*WHAT THE TASK ASKS*.
Duplicate the stretch from the start of the items through the line that contains "pixel 234 146", keeping every line exactly as it stands, both ends included.

===== ENTRIES =====

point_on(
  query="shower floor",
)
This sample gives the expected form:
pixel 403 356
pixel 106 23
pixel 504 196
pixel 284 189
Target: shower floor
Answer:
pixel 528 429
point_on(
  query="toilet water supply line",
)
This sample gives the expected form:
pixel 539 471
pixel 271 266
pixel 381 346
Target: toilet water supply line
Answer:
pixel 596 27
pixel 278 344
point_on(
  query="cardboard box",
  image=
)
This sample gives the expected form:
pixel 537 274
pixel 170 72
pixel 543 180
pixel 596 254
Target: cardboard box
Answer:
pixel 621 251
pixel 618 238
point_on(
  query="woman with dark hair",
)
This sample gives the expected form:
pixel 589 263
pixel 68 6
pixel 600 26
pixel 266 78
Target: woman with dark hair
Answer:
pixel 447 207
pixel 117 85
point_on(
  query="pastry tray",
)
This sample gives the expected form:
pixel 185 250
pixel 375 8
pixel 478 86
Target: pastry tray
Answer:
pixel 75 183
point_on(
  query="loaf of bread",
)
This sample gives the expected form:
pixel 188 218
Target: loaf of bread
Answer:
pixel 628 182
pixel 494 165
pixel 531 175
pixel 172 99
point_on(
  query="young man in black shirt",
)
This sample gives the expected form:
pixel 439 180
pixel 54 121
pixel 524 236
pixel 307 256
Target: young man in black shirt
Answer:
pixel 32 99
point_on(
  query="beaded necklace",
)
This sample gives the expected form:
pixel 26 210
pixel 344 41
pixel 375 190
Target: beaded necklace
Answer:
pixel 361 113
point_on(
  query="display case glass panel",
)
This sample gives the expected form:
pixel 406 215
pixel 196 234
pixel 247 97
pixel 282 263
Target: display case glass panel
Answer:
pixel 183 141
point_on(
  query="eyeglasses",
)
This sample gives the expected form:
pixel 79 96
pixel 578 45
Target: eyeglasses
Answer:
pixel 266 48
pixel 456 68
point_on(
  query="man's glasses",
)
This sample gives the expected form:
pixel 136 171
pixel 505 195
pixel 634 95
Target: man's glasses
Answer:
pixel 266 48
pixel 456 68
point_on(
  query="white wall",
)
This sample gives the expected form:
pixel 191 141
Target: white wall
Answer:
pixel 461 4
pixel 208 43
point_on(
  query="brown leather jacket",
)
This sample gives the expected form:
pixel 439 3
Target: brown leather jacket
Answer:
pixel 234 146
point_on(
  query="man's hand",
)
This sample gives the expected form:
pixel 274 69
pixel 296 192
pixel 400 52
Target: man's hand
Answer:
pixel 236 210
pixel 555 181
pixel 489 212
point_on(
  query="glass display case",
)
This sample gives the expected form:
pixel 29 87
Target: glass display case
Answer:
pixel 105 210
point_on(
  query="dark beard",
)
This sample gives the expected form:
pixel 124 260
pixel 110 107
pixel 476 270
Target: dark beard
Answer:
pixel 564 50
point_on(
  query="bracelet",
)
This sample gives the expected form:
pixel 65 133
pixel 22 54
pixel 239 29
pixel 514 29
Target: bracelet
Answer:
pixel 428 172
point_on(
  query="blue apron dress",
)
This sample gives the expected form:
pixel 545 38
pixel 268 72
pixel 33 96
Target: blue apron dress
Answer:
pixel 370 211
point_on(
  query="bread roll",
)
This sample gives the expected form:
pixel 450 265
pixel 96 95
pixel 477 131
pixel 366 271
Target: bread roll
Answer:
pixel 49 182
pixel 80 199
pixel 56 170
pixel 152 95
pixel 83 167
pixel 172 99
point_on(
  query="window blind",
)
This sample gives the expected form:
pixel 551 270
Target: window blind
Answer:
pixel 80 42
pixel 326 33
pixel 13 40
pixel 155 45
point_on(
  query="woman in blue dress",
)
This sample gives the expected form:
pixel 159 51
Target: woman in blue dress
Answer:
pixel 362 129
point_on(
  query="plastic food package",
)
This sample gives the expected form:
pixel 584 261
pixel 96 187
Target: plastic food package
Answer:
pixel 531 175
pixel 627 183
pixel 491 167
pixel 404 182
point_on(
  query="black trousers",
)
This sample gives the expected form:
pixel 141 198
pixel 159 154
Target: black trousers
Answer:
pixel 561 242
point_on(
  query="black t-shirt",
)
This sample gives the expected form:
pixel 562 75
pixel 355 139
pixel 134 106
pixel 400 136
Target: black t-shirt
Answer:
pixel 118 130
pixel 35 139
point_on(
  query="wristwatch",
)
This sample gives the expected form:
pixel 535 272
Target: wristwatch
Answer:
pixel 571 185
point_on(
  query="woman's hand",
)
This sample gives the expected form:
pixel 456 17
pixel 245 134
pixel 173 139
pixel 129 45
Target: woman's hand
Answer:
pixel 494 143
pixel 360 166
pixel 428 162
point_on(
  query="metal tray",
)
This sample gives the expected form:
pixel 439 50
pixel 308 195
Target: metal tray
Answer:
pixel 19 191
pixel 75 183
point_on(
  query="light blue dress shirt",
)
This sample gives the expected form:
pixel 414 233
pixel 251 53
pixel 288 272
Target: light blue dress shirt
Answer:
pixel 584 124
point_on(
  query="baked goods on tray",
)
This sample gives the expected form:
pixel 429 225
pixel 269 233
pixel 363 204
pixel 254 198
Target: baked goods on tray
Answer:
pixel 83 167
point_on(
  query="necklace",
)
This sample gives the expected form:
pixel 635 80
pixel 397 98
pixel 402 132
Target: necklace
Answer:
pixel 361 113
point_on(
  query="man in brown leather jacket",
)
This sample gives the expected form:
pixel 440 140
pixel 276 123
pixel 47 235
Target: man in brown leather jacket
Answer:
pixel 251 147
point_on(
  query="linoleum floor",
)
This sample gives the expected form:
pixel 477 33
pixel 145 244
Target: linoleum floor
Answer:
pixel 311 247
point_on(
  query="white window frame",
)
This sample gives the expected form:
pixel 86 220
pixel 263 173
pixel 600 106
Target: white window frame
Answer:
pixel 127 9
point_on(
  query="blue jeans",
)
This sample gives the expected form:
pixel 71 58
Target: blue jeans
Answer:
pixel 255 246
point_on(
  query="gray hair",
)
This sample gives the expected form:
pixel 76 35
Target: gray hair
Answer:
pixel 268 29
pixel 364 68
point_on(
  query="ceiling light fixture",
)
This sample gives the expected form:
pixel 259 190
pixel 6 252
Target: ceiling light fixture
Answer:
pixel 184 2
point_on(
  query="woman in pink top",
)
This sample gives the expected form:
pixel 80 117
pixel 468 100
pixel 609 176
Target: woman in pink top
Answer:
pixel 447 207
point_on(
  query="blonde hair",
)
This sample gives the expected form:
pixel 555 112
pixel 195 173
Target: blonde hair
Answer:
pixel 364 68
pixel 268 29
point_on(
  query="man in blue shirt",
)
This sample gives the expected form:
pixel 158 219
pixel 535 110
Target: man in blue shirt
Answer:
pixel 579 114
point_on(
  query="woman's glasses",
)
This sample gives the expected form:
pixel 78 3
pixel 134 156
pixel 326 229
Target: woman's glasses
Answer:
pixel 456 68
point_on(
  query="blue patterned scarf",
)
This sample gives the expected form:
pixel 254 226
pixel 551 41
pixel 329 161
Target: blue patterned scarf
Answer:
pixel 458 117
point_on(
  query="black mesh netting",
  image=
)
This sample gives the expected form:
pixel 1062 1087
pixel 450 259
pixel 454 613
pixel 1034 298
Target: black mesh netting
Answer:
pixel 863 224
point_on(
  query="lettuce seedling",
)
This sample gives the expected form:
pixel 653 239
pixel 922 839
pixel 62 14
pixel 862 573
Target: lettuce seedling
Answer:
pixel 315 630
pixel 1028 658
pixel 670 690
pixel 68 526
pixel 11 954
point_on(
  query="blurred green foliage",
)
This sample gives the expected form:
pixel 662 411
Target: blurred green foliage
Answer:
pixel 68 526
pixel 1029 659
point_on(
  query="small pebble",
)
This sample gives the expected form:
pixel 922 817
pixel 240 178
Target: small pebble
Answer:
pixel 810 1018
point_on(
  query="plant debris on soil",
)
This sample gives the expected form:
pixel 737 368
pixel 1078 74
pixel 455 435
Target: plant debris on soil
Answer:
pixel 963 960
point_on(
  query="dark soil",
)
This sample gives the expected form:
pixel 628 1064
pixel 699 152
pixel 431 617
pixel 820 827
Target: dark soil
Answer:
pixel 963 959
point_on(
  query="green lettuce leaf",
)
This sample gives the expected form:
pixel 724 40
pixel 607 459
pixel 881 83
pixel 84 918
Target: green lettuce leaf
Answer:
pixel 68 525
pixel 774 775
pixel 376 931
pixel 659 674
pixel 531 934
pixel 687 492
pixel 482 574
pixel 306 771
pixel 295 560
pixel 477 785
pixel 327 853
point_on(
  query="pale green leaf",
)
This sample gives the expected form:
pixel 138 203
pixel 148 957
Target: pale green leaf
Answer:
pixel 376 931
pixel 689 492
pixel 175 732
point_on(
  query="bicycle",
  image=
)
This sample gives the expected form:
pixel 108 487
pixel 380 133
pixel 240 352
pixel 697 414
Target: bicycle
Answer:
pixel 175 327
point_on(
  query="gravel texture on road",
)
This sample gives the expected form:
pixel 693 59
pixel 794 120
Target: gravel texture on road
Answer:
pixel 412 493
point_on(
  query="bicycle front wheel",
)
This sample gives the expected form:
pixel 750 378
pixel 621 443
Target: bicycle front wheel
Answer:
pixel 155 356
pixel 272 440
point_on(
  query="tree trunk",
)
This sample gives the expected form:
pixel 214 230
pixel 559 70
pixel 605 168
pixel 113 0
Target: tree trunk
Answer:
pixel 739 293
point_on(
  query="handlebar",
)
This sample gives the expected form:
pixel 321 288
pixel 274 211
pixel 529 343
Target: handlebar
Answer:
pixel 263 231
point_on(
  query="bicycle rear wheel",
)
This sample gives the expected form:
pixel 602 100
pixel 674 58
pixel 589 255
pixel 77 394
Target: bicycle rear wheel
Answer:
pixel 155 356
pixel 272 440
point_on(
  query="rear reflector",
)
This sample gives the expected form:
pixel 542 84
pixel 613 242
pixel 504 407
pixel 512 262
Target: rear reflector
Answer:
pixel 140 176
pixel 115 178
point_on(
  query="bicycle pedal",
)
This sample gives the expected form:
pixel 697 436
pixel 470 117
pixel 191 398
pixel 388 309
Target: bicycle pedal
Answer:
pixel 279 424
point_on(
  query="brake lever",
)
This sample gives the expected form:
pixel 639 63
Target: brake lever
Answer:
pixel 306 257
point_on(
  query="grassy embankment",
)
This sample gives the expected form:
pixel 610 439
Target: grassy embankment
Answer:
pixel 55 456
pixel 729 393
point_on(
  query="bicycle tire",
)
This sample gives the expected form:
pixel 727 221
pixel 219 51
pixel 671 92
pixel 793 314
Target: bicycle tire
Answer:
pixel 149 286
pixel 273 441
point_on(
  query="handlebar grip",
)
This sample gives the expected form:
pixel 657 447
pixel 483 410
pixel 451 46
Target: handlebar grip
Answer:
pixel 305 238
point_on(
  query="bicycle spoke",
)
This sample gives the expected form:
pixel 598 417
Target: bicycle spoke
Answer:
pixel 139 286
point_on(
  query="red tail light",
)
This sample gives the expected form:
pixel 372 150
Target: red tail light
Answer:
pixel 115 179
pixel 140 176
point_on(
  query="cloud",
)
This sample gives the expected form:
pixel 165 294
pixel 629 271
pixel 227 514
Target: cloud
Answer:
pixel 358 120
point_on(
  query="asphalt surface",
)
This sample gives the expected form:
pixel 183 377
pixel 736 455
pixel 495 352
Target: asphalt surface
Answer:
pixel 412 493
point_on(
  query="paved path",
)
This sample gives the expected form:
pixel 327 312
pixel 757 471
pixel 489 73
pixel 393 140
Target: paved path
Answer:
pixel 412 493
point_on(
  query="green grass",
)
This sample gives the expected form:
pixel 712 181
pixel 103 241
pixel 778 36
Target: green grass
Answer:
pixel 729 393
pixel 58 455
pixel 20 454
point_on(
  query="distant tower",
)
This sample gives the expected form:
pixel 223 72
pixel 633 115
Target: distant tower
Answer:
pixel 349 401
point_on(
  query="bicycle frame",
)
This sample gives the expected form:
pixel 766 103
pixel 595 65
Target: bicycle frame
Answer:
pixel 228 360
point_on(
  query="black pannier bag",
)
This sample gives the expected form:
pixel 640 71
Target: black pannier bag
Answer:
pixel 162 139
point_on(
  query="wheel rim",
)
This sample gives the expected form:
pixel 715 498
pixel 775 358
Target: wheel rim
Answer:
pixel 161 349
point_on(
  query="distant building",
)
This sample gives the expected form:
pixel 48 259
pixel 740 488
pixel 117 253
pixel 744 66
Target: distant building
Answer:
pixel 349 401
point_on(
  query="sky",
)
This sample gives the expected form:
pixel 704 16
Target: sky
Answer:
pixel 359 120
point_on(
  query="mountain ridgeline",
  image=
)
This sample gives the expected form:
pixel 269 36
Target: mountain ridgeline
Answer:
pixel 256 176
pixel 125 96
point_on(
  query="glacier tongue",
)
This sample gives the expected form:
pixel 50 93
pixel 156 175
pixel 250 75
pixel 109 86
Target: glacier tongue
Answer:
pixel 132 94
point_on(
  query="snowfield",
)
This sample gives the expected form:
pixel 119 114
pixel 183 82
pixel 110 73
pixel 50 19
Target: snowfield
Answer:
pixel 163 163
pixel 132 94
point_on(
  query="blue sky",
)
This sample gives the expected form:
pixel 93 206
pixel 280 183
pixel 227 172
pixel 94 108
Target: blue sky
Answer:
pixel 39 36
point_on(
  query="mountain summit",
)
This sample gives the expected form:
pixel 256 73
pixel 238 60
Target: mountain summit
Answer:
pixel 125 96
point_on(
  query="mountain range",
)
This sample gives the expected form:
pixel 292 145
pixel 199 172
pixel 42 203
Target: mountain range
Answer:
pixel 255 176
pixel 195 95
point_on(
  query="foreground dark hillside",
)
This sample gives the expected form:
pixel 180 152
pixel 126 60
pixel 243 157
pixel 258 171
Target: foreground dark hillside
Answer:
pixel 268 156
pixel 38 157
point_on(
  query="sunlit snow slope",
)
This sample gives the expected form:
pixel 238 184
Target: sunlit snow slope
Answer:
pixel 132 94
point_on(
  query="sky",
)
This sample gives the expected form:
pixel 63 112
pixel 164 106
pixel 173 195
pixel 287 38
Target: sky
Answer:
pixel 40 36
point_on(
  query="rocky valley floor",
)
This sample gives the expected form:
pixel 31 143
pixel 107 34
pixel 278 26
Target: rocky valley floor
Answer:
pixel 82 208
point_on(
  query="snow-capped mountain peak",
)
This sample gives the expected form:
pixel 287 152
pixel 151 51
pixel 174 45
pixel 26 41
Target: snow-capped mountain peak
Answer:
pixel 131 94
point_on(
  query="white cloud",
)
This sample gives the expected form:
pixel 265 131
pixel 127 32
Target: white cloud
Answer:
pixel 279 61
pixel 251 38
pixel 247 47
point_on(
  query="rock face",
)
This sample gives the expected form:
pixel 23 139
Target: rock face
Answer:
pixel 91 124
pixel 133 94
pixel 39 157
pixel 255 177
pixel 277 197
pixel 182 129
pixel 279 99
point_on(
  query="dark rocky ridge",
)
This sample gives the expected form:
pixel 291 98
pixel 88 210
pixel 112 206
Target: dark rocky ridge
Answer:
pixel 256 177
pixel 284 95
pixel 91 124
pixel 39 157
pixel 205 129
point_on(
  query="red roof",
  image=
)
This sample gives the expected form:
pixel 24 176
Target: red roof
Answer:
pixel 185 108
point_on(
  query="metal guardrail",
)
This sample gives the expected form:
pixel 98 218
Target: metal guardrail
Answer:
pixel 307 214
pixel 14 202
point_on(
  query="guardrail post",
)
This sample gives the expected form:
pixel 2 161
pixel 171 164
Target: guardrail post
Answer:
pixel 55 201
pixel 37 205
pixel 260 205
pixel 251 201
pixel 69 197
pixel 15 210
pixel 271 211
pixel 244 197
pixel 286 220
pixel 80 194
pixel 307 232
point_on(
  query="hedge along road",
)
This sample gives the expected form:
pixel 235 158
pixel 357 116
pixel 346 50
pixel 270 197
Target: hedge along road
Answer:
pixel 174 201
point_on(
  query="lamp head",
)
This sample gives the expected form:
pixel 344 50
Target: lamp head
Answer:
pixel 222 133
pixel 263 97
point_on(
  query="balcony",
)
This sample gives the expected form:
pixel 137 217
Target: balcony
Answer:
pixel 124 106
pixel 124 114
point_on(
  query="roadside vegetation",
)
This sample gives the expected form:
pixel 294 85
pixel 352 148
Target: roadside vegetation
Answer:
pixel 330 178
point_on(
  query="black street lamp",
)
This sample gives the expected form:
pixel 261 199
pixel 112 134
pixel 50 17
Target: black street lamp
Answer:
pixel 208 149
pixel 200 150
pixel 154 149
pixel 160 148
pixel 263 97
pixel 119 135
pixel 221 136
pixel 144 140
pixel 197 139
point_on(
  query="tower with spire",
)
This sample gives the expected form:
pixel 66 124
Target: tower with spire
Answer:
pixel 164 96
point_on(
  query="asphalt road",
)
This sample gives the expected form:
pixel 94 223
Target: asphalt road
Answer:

=====

*ANSWER TO THIS PROBLEM*.
point_on(
  query="shower floor",
)
This sample gives the expected form:
pixel 403 356
pixel 106 23
pixel 504 196
pixel 284 189
Target: shower floor
Answer:
pixel 528 429
point_on(
  query="toilet water supply line",
)
This sample gives the expected form:
pixel 539 471
pixel 271 266
pixel 381 346
Target: toilet water supply line
Answer:
pixel 596 27
pixel 278 344
point_on(
  query="cardboard box",
  image=
)
This sample gives the expected form:
pixel 537 274
pixel 170 72
pixel 543 180
pixel 596 254
Target: cardboard box
Answer:
pixel 621 251
pixel 618 238
point_on(
  query="woman with dark hair",
)
This sample gives the expected form:
pixel 589 263
pixel 68 6
pixel 600 26
pixel 266 78
Target: woman with dark hair
Answer:
pixel 447 207
pixel 117 85
point_on(
  query="pastry tray",
)
This sample gives the expected form:
pixel 185 250
pixel 375 8
pixel 478 86
Target: pastry tray
Answer:
pixel 75 183
point_on(
  query="loaf of bread",
)
This sample gives the expected form:
pixel 188 218
Target: loaf of bread
Answer:
pixel 628 182
pixel 494 165
pixel 531 175
pixel 172 99
point_on(
  query="young man in black shirt",
)
This sample gives the expected form:
pixel 439 180
pixel 54 121
pixel 524 236
pixel 307 256
Target: young man in black shirt
Answer:
pixel 32 99
point_on(
  query="beaded necklace",
)
This sample gives the expected form:
pixel 26 210
pixel 344 41
pixel 375 190
Target: beaded necklace
Answer:
pixel 361 113
point_on(
  query="display case glass panel",
)
This sample gives the expected form:
pixel 406 215
pixel 196 234
pixel 247 97
pixel 282 263
Target: display case glass panel
Answer:
pixel 183 141
point_on(
  query="eyeglasses",
)
This sample gives the expected form:
pixel 79 96
pixel 578 45
Target: eyeglasses
Answer:
pixel 266 48
pixel 456 68
point_on(
  query="man's glasses",
)
This sample gives the expected form:
pixel 136 171
pixel 505 195
pixel 634 95
Target: man's glasses
Answer:
pixel 266 48
pixel 456 68
point_on(
  query="white wall",
)
This sample gives the expected form:
pixel 191 141
Target: white wall
Answer:
pixel 461 4
pixel 208 43
point_on(
  query="brown leather jacket",
)
This sample gives the expected form:
pixel 439 3
Target: brown leather jacket
Answer:
pixel 234 146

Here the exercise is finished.